### [Data under study]
****
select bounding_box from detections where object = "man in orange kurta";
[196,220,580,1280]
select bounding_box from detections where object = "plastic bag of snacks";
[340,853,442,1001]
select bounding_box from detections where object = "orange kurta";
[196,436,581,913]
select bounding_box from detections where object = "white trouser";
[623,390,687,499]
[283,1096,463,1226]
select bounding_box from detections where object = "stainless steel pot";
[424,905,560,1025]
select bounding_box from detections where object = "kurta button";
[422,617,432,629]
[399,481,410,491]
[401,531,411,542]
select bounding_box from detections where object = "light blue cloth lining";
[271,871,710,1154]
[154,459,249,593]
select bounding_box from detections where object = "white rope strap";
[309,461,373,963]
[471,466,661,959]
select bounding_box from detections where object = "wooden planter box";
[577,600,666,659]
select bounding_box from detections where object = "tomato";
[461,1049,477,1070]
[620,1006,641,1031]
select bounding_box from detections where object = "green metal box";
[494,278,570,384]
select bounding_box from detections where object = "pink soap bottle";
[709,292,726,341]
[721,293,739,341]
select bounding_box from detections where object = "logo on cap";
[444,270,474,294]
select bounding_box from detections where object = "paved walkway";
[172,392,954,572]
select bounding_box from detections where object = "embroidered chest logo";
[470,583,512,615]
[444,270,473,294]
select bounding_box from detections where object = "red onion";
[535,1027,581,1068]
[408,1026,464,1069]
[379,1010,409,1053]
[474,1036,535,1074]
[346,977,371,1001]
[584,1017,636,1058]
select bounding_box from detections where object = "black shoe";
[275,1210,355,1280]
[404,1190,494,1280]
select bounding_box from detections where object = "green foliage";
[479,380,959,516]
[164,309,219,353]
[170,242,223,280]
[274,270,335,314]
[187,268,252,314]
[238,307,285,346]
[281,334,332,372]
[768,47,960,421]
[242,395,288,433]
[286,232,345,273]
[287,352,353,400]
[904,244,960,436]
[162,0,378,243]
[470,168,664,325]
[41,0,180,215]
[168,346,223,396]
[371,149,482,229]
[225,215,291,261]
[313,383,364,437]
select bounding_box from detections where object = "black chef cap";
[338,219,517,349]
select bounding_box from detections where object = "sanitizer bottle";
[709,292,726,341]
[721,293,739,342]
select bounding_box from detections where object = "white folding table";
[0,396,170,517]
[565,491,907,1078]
****
### [Exercise description]
Each record above is to be reproduced word for word.

### [Exercise result]
select bounding_box from detections where object = "man in orange kurta";
[196,220,580,1280]
select bounding_box from detections where object = "plastic bag of snacks";
[340,853,442,1001]
select bounding_box from detections where object = "orange kurta";
[196,436,581,913]
select bounding_box from detections where object = "white trouser";
[623,390,687,499]
[283,1096,463,1226]
select bounding_box from detections where object = "stainless steel pot";
[424,905,560,1025]
select bounding_box from detections where object = "kurta button";
[422,617,432,629]
[399,481,410,491]
[401,531,411,542]
select bounding_box from detections where object = "light blue cloth lining";
[271,871,710,1154]
[154,459,249,593]
select bounding_box from detections where object = "white rope strap";
[309,461,373,963]
[471,466,661,959]
select bounding_box from detections where object = "wooden planter box";
[577,600,666,659]
select bounding_box from detections where object = "tomato";
[461,1049,477,1070]
[620,1006,641,1031]
select bounding_box from detections where object = "green metal box";
[494,278,570,384]
select bounding_box from detections where object = "pink soap bottle";
[709,292,726,341]
[721,293,739,341]
select bounding_box from detections where object = "logo on cap";
[444,270,474,294]
select bounding_box from detections where object = "paved walkway";
[172,392,954,572]
select bounding_box from detections where object = "embroidered chest logo";
[470,583,512,615]
[444,270,473,294]
select bounding_box from detections where object = "red onion";
[535,1027,581,1068]
[408,1026,464,1069]
[379,1010,409,1053]
[474,1036,535,1074]
[346,977,371,1001]
[584,1017,636,1058]
select bounding_box from detections where object = "black shoe";
[275,1210,355,1280]
[404,1190,494,1280]
select bounding_box from detections where object = "green foliage";
[479,380,959,516]
[164,309,219,353]
[170,242,223,280]
[274,270,335,314]
[187,268,252,314]
[238,307,285,346]
[281,334,332,372]
[768,47,960,421]
[242,395,288,433]
[286,232,345,273]
[287,352,353,400]
[904,244,960,436]
[162,0,378,243]
[470,168,664,325]
[41,0,180,215]
[168,346,223,396]
[371,149,482,229]
[225,215,291,261]
[313,383,364,437]
select bounding_box from detections where object = "black chef cap";
[338,219,517,349]
select bounding_box from detections where object = "sanitizer bottle";
[709,292,726,341]
[721,293,739,342]
select bounding_box from detections where object = "white folding table";
[0,396,170,517]
[565,491,907,1078]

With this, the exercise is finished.